* _WORK TASK_: When the line containing "bare soil, which" appears in the entries below, begin printing there and stop after the line containing "Query: bare soil"; print each of those lines exactly and no other line.

* _THE DATA_:
++++++++++

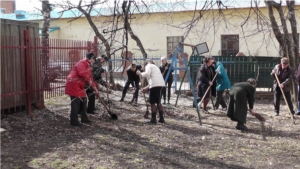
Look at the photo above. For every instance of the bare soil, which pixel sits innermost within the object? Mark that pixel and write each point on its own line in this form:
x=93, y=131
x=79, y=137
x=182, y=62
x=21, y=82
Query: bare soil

++++++++++

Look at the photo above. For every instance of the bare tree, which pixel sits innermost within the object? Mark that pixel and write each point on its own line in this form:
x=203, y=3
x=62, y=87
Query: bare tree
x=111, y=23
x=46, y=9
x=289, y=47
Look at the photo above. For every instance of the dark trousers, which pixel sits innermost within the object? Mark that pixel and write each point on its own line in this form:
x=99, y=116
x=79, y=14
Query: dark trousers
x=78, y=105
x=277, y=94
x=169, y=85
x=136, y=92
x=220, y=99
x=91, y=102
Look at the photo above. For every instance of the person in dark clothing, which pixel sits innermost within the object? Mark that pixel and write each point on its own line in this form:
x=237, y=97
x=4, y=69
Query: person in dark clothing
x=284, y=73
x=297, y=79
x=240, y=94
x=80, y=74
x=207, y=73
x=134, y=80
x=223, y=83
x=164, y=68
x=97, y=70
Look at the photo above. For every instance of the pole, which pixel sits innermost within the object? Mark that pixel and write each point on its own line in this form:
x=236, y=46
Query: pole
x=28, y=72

++++++++++

* _SOLUTION FOR THIS EXERCISE_:
Look at the photo above. For every instance of the bare soil, which pixel sits innermost within the object? Mark that pixel and write each point on its own line in this form:
x=93, y=131
x=79, y=137
x=182, y=62
x=21, y=82
Query: bare soil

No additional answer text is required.